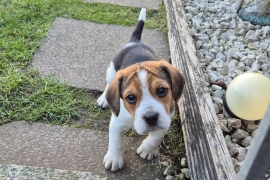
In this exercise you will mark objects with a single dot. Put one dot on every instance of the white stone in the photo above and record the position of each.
(247, 141)
(217, 100)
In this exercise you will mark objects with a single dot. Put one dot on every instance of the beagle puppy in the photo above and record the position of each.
(141, 93)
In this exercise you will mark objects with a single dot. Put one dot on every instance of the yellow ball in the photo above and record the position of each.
(248, 96)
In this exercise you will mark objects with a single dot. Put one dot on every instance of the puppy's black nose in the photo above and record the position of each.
(151, 118)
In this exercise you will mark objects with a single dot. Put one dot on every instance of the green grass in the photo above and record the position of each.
(24, 95)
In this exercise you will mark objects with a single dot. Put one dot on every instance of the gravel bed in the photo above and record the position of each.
(227, 46)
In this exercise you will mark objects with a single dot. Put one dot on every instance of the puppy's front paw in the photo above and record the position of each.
(146, 153)
(113, 162)
(102, 101)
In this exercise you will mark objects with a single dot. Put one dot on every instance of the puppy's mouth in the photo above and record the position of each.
(154, 128)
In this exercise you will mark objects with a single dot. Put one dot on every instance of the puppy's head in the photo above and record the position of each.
(148, 90)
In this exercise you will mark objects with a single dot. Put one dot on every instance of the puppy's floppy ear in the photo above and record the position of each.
(113, 94)
(177, 79)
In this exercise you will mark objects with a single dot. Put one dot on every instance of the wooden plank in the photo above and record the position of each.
(206, 149)
(257, 160)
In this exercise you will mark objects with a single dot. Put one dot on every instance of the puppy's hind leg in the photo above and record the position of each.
(111, 72)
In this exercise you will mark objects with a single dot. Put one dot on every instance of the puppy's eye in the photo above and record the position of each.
(131, 99)
(161, 92)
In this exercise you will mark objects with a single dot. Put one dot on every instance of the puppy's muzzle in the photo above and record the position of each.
(151, 117)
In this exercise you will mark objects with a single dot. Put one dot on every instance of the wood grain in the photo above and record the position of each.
(207, 152)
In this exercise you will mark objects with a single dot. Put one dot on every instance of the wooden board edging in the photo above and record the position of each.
(208, 155)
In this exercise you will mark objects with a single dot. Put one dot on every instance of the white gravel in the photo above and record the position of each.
(227, 47)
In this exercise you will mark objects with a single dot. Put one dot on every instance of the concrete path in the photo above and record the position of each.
(150, 4)
(66, 148)
(79, 52)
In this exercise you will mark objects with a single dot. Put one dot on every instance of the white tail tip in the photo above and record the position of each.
(142, 16)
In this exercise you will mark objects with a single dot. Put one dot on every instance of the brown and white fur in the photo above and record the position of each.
(141, 93)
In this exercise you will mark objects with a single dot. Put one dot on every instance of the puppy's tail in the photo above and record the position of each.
(136, 35)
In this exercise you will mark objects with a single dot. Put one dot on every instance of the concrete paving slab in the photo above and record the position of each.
(10, 172)
(72, 149)
(79, 52)
(150, 4)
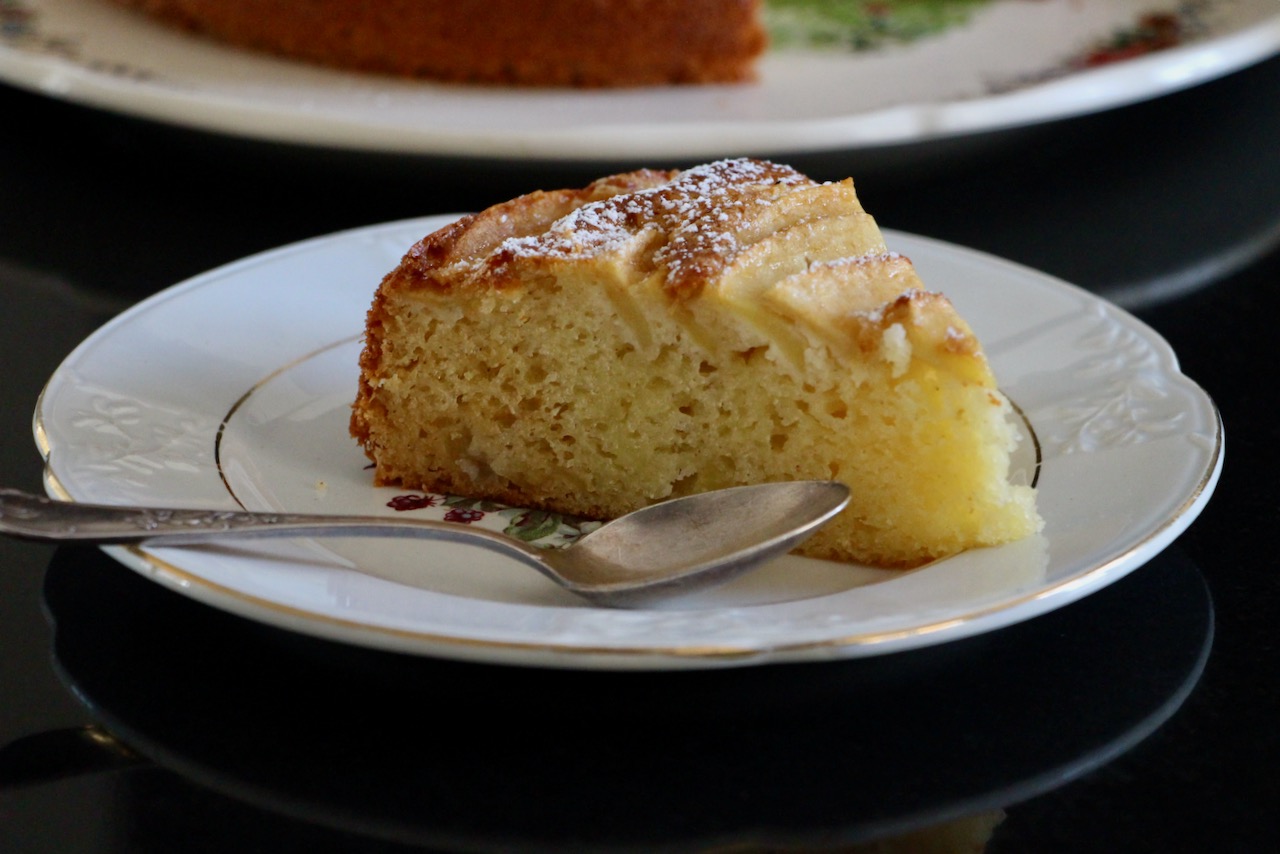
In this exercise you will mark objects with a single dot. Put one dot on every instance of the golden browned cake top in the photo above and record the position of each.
(690, 223)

> [SHORT EXERCISE] Omit every picture while copying the listing above exactly.

> [CORRECT ANSWER]
In this exercise you will mark objects with a single dot. Put one dot on every instance of the white stone in the photo above and record the position of each.
(247, 141)
(217, 100)
In this exercise you will mark objects with a single dot. Put one dot on every instance of the beagle puppy in the photo above and record the position of each.
(141, 93)
In this exercise you will mark objects with a single dot. Put one dot on every instance of the yellow ball in the photo above and record the position of each.
(248, 96)
In this exercise you will mark objects with a single dot. Put one dot on every instance of the puppy's black nose in the photo above and record the position of each.
(151, 118)
In this exercise you will mark objects with a single dot. Put one dot on every instance of the green grass in the photo above and record the position of each.
(24, 95)
In this exercise you will mark objects with a single dot. Put one dot on every instance of the gravel bed in the photo above and record the position of each.
(227, 46)
In this exercise you will mark objects with a single dot. Put one dot on every instance of the puppy's front paw in the photo above and record the position of each.
(146, 153)
(113, 162)
(102, 101)
In this exercise you will mark objects with a single dot. Put one dot on every instance of the puppy's mouth in the photo above and record the position of each.
(154, 128)
In this exercise you will mark objects with a single dot. Put one dot on every instance of the puppy's head in the photo above and record the position of each.
(148, 90)
In this exercise you will mark objects with a single dot. Put one dot on every instance of the puppy's floppy ear in the photo above and record the position of each.
(113, 94)
(177, 79)
In this exercise you will mark objects with a single dot. Put one dot on every instance of the wooden plank in the photo above and record the position of each.
(206, 149)
(257, 160)
In this exercise you will mark objects with a single dot. Put one dot on every instance of the puppy's hind leg in the photo above and record the position of each.
(111, 72)
In this exercise you will mark objects with a single dot. Put one dot on every instance of the puppy's eye in the photo above and record the position of each.
(131, 99)
(161, 92)
In this exercise you will mark objects with a single dot. Put one dot on every instance of the puppy's muzzle in the photo above and record the position of each.
(151, 117)
In this exercise you will mark objects with a single dot. Put one dot on every instance of the wood grain in the photo above and record the position of each.
(207, 152)
In this exercise you will mark objects with a single dot. Put one dot on every instance of the wooden board edging in the photo above and record the position of each.
(208, 155)
In this exercise you will mark objects with a single dot. Put one dot on every instance of the white gravel in the photo above and record the position of each.
(227, 47)
In this exercise you will mark objects with a single dot. Put one dot on every instance of the concrete path in the photo above and record the position of each.
(150, 4)
(66, 148)
(79, 52)
In this exercise you will mark objects with a single dot. Put one dot on every instance of the white tail tip in the photo above and record the position of each.
(142, 16)
In this exercise you will mark objects with a single dot. Put one dot on every instance of the brown and white fur in the photo above and record the position of each.
(141, 93)
In this exercise you will mark objects with a single dot. Put one dot on every instance of the puppy's tail in the photo above and record the position of each.
(136, 35)
In this exercise you will mark objects with a single dot. Put one dot on every instance of the concrete paving slab in the photo above and record the position of each.
(10, 172)
(72, 149)
(79, 52)
(150, 4)
In this exercise you will mark objects with a single dot. Put one dot on every instance of the golden browned cake top in the photo above and record the position of each.
(690, 223)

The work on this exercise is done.